▶ Document text
The Great Jazz Revival
In the late 1930s, two parallel movements resulted in the phenomenon known as The Great Revival. One branch of the movement involved record collectors and writers such as William Russell, Dave Stuart, Bill Colburn, Neshui Ertegun, and Lester Koenig. They wrote articles about early jazz records, published magazines aimed at devotees of vintage jazz, and eventually made contact with some legendary figures such as trumpeter Bunk Johnson (who claimed to have played in Buddy Bolden’s band) and trombonist Kid Ory (who made the first jazz record by an African-American band in 1922, and who played and recorded with King Oliver, Louis Armstrong, and Jelly Roll Morton).
The other branch of the Great Revival was centered in San Francisco, where young musicians like Lu Watters, Turk Murphy, and Bob Helm desired to play the music from the Golden Era of hot jazz rather than the swing style that was currently popular.– Hal Smith
The music of the Revival was driven by the 1920s sounds of King Oliver's Creole Jazz Band and Jelly Roll Morton. In 1938, when Lu Watters and Turk Murphy first set out to perform early 20th century New Orleans-style jazz, the music was nowhere to be found. Hard to imagine today, but by the late 1930s, hot jazz had been all but erased from history.
Not one traditional-style band was still performing. Bunk Johnson was working in the rice fields of New Iberia. King Oliver was sweeping floors in a pool hall. Louis Armstrong was a popular entertainer fronting a swing dance band. Recordings of Morton’s Red Hot Peppers and Oliver’s Creole Jazz Band could only rarely be found in junk stores or attics. Sheet music was out of print.
Kid Ory was rediscovered in Los Angeles and began leading a world-class band on broadcasts featuring Orson Welles. Beginning with these broadcasts, Ory’s band eventually became one of the most popular of the Great Revival. The recordings by Johnson, Ory, and Watters were distributed overseas, and younger musicians were influenced by the sounds heard on Jazzman and American Music 78s.

▶ Stored data

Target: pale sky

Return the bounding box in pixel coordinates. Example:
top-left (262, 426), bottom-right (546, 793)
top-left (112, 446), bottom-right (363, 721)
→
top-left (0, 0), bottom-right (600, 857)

▶ To be done
a) Answer these questions about the Great Jazz Revival text, one per line, marking each answer (i), (ii), (iii) to match:
(i) In which city was the other branch of the Great Revival centered?
(ii) Where was Bunk Johnson working when no traditional-style band was still performing?
(iii) In what city was Kid Ory rediscovered?
b) Please rewrite part of the Great Jazz Revival text, putting "radio shows" in place of "broadcasts". Begin at the words "Kid Ory was" and stop after "American Music 78s.".
c) Carry the Great Jazz Revival text forward from its final sentence.

▶ Results in order
a)
(i) San Francisco
(ii) In the rice fields of New Iberia
(iii) Los Angeles

b)
Kid Ory was rediscovered in Los Angeles and began leading a world-class band on radio shows featuring Orson Welles. Beginning with these radio shows, Ory’s band eventually became one of the most popular of the Great Revival. The recordings by Johnson, Ory, and Watters were distributed overseas, and younger musicians were influenced by the sounds heard on Jazzman and American Music 78s.

c)
George Lewis took over the Bunk Johnson band and enjoyed a more successful career than his predecessor. Lewis’ 'singing clarinet' and his band’s relentless drive were major influences on young musicians around the world. Lewis’ inspiration, as well as his sidemen’s, continues to this day in nearly every corner of the globe. In Southern California in the late ‘40s, Kid Ory’s Creole Jazz Band attracted large crowds everywhere they performed. A few years later, they became a huge draw for Club Hangover in San Francisco. During this period, Ory recorded extensively and lived comfortably off the royalties for his classic composition “Muskrat Ramble.” His band toured Europe in 1956 and 1959, and he operated a club in San Francisco called On The Levee.– Hal Smith
Jazz Man Records
A haven for record collectors, the Jazz Man record shop in Los Angeles, California opened in 1939, selling exclusively 78 RPM records of jazz music in the pre-swing style. Started by Dave Stuart, the shop drew musicians, filmmakers, and celebrities to buy, sell, and trade classic New Orleans style sides, as well as reissued and new recordings on labels like Commodore and Hot Record Society. Inspired by the success of the Commodore label, (produced by the Commodore record shop in New York), Stuart set out to create his own label and to cement his legacy as a traditional jazz authority.
Stuart recorded Lu Watters' Yerba Buena Jazz Band in three pre-war sessions during 1941 - 42. Released in albums as well as singles, the recordings were well received by fans and critics alike, and they brought the Watters' band to national attention through collecting publications like The Record Changer, as well as jukeboxes and radio play. Stuart also recorded trumpeter Bunk Johnson, and partnered with Nesuhi Ertegan, brother of Atlantic Records founder Ahmet, to release four previously unreleased sides performed by Jelly Roll Morton. The Jazz Man shop passed through several hands until it closed in 1983, and the label and masters were purchased by Ertegan in 1946.
The performance of "St. James Infirmary," heard on the soundtrack, was played by the Yerba Buena Jazz Band, circa 1941 - 42. There is a recording of the song by the Sweet's Ballroom Orchestra in the San Francisco Traditional Jazz Foundation's archive, but the original is damaged, resulting in a long segment of surface noise that makes the music nearly impossible to hear.
We selected the Yerba Buena recording, with a similar routine, to illustrate how Lu Watters' musical ideals continued on from the large orchestra of the late '30s to the smaller Yerba Buena ensemble of the early '40s.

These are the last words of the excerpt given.